(Referring expression pointing data)
========

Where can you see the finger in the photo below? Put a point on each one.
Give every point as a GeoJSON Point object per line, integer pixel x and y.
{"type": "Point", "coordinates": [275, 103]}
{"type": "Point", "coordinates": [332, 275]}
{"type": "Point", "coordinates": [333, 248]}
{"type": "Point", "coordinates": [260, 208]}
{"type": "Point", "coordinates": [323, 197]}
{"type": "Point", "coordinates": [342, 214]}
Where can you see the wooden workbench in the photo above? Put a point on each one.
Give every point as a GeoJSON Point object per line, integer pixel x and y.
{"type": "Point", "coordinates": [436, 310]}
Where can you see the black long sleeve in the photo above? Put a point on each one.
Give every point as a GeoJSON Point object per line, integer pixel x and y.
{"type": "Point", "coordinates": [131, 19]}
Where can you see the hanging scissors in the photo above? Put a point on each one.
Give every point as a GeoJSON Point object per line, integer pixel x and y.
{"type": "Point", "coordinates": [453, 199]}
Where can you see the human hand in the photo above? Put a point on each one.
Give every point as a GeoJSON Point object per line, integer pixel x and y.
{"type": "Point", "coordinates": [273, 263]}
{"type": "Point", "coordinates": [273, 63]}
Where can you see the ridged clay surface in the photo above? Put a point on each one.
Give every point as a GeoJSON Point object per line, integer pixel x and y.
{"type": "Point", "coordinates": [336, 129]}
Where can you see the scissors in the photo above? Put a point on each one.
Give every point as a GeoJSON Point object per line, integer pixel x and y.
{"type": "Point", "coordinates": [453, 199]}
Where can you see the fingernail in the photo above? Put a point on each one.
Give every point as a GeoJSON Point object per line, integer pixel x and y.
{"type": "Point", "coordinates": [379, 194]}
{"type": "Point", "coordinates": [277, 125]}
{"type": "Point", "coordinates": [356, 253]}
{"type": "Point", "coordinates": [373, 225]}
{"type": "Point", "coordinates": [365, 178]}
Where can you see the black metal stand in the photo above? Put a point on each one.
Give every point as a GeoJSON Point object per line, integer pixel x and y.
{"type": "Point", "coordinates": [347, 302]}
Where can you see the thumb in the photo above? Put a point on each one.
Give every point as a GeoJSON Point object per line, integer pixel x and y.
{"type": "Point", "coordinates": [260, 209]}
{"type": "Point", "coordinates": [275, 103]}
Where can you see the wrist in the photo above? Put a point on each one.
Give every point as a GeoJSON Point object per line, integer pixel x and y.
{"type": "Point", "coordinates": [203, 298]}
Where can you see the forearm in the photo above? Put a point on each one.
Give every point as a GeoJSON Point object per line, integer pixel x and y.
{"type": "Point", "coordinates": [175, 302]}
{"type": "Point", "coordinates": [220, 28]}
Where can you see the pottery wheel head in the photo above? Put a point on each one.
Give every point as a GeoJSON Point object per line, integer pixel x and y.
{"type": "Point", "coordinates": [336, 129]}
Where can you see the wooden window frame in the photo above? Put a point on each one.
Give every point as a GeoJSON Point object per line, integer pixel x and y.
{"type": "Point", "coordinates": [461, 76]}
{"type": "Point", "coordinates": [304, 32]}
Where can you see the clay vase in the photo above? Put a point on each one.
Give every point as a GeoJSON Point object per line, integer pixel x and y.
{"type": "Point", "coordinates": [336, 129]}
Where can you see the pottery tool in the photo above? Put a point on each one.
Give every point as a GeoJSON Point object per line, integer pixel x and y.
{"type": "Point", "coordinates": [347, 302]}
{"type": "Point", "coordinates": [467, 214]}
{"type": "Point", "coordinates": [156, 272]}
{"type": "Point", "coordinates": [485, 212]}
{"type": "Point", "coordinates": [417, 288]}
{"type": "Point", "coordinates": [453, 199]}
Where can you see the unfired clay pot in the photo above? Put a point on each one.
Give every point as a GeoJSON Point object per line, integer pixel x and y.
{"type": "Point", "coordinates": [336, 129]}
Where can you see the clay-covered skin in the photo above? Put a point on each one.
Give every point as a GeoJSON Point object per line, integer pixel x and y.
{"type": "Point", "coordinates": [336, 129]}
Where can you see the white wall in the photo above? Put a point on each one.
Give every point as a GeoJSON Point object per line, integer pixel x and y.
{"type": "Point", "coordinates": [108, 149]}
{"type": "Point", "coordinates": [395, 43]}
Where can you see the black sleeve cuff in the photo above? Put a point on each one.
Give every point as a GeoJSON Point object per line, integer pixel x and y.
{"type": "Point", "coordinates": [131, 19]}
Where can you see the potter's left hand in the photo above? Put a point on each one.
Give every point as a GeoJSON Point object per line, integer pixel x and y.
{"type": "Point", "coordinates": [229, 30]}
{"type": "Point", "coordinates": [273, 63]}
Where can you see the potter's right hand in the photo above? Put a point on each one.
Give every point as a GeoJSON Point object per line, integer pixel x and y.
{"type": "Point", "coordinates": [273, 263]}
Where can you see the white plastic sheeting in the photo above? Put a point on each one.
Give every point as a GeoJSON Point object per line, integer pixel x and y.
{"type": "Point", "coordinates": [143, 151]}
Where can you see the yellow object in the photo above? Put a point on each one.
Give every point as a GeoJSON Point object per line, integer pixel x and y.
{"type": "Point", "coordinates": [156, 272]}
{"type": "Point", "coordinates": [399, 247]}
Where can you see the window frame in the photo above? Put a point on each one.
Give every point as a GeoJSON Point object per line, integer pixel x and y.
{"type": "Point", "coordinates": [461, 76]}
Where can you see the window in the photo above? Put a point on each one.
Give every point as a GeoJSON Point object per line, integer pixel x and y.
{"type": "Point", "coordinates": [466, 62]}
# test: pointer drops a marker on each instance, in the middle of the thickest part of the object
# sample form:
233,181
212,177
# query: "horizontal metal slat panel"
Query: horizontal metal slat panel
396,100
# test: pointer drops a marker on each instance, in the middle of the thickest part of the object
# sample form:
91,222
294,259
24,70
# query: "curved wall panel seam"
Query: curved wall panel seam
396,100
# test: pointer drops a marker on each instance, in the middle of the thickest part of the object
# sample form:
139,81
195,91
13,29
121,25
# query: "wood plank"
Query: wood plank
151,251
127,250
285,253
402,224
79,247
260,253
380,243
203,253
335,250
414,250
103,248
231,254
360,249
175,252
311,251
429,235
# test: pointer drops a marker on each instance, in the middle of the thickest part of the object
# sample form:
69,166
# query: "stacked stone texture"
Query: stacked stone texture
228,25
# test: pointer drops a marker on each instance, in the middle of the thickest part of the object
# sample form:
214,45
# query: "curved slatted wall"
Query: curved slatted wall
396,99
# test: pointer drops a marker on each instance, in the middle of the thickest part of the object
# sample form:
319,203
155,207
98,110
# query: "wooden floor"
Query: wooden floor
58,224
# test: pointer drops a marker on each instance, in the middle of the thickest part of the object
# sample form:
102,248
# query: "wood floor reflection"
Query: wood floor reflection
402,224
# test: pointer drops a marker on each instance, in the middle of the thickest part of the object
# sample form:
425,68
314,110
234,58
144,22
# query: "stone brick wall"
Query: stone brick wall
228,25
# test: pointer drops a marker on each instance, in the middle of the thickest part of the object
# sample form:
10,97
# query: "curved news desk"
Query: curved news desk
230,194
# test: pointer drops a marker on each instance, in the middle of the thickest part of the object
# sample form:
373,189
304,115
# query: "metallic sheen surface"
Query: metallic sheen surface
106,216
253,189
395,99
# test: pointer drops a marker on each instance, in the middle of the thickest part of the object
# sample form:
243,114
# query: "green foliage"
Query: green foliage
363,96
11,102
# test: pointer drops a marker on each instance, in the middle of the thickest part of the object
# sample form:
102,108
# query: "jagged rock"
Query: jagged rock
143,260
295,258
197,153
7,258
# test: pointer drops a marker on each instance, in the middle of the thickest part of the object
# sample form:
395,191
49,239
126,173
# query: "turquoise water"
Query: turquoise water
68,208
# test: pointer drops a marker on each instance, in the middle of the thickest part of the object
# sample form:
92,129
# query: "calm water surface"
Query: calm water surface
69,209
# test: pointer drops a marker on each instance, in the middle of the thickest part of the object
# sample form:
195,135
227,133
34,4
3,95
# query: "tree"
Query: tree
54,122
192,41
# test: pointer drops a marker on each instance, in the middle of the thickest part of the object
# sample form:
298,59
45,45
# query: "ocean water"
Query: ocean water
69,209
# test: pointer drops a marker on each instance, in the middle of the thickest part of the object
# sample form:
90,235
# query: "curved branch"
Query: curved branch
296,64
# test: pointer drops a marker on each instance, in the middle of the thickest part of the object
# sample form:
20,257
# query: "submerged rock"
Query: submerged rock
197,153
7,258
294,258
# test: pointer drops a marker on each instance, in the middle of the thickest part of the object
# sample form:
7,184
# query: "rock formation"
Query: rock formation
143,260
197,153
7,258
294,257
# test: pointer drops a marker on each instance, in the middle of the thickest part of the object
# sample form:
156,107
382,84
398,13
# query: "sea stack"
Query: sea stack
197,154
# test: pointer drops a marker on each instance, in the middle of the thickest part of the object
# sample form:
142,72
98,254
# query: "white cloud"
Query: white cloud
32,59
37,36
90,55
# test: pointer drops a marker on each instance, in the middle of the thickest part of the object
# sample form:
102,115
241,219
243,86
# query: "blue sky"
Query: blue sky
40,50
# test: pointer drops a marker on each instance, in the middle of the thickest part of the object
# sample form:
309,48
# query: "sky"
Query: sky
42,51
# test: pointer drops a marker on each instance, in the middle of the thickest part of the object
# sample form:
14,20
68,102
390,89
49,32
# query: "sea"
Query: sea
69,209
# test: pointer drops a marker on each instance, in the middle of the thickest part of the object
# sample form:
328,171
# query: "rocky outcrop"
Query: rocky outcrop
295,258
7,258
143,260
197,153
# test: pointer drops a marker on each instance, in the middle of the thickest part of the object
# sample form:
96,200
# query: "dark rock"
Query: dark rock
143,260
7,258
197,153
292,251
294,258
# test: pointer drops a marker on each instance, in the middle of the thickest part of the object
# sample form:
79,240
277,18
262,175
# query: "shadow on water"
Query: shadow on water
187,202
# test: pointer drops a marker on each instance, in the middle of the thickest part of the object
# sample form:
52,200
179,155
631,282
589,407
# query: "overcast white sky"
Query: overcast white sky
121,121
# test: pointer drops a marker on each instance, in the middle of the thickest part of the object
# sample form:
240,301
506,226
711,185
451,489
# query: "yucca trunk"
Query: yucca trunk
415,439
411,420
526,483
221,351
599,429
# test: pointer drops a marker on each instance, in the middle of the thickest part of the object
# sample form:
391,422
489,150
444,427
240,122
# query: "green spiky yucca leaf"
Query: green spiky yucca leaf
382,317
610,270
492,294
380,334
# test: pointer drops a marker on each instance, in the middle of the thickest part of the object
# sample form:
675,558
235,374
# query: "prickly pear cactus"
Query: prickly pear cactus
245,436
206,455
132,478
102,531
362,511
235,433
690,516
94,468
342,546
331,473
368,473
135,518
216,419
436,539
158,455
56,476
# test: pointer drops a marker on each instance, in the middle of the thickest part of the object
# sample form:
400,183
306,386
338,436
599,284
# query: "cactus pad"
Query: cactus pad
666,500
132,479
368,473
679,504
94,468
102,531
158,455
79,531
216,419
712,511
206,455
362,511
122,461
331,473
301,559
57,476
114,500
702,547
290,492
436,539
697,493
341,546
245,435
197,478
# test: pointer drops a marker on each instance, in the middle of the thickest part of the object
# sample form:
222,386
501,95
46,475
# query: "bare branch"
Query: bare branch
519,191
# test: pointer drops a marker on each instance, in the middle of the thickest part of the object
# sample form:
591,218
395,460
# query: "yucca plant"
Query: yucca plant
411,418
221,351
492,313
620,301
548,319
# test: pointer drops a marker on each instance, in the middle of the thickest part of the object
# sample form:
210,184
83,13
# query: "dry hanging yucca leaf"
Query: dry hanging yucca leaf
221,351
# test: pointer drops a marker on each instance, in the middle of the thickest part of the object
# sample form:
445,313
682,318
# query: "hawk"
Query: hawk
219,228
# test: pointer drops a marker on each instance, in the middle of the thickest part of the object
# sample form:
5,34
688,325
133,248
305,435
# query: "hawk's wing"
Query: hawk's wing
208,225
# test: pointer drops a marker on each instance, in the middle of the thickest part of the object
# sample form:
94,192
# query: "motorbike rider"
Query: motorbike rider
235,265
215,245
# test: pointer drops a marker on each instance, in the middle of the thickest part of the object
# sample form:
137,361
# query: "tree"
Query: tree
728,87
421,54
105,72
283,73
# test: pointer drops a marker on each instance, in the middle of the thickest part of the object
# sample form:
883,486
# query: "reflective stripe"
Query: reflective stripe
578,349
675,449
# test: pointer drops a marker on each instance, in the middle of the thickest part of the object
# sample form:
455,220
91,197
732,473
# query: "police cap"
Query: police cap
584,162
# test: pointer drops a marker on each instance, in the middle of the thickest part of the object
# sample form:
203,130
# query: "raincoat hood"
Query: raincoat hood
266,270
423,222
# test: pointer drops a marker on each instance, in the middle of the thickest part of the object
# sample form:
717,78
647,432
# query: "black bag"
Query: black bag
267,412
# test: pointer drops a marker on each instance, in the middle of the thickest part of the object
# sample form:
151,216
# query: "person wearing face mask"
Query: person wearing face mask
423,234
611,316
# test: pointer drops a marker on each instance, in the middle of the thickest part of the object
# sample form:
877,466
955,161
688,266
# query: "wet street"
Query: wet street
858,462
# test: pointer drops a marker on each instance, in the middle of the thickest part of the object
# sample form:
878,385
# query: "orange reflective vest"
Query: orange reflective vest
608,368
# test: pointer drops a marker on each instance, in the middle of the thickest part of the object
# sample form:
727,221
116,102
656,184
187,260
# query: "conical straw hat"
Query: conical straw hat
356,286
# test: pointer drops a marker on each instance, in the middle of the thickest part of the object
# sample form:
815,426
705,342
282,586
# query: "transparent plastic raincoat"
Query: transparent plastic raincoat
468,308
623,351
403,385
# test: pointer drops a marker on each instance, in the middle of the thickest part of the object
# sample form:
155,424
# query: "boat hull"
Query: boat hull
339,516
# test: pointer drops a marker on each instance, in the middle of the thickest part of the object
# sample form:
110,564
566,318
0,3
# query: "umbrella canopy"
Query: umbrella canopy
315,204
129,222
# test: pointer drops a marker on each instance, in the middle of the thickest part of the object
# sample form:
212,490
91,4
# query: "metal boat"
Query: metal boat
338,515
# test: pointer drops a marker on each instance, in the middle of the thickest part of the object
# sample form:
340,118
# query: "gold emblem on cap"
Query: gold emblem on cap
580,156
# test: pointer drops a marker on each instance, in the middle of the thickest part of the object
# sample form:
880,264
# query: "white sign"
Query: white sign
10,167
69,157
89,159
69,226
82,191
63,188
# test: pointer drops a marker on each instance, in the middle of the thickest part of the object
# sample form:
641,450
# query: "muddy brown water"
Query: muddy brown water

========

== Assigned task ==
Repeat exactly the lines of the data from the first one through the line with "Where can you see the scissors", both of them included.

== Written solution ==
Where can you see the finger in the photo below? Put a point on each one.
Give every point as a GeoJSON Point object per line, integer pixel x and y.
{"type": "Point", "coordinates": [275, 103]}
{"type": "Point", "coordinates": [332, 275]}
{"type": "Point", "coordinates": [333, 248]}
{"type": "Point", "coordinates": [260, 208]}
{"type": "Point", "coordinates": [323, 197]}
{"type": "Point", "coordinates": [342, 214]}
Where can you see the wooden workbench in the photo above? Put a point on each one.
Give every point as a GeoJSON Point object per line, integer pixel x and y.
{"type": "Point", "coordinates": [436, 310]}
Where can you see the black long sleeve in the photo above? Put a point on each one.
Give every point as a GeoJSON Point object per line, integer pixel x and y.
{"type": "Point", "coordinates": [131, 19]}
Where can you see the hanging scissors in the photo above? Put a point on each one.
Give every point as a GeoJSON Point object per line, integer pixel x and y.
{"type": "Point", "coordinates": [453, 199]}
Where can you see the human hand in the photo above? Put a point on each one.
Give every point as a GeoJSON Point object per line, integer pixel x and y.
{"type": "Point", "coordinates": [273, 263]}
{"type": "Point", "coordinates": [273, 63]}
Where can you see the ridged clay surface in the photo above? Put a point on each one.
Give every point as a GeoJSON Point object per line, integer pixel x and y.
{"type": "Point", "coordinates": [336, 129]}
Where can you see the scissors in the photo above? Put a point on each one.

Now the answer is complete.